EXERCISE OBJECTIVE | One number should be the full reply: how many lines of the material below contain "sample".

GIVEN DATA |

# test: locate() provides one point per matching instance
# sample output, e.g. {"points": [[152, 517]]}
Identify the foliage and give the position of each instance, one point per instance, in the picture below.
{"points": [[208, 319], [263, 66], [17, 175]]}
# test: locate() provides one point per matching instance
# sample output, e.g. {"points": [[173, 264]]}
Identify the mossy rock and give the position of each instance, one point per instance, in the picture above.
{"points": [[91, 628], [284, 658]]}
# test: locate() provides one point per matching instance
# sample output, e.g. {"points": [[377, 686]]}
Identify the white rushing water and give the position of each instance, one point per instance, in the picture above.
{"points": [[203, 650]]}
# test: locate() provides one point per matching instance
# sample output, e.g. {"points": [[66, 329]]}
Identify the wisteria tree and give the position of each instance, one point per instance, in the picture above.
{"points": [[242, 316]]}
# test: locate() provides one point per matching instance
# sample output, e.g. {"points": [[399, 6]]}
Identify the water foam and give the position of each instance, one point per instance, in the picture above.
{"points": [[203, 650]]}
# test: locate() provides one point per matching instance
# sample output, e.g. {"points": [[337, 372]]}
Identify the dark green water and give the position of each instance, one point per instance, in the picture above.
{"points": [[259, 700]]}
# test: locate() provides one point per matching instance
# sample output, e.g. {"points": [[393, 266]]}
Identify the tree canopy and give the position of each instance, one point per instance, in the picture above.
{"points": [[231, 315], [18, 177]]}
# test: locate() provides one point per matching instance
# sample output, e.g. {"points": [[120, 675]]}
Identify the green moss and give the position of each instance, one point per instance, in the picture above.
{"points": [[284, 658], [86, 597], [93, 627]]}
---
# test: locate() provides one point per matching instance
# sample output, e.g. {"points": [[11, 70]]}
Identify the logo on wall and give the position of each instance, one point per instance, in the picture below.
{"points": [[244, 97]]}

TASK RESPONSE | 9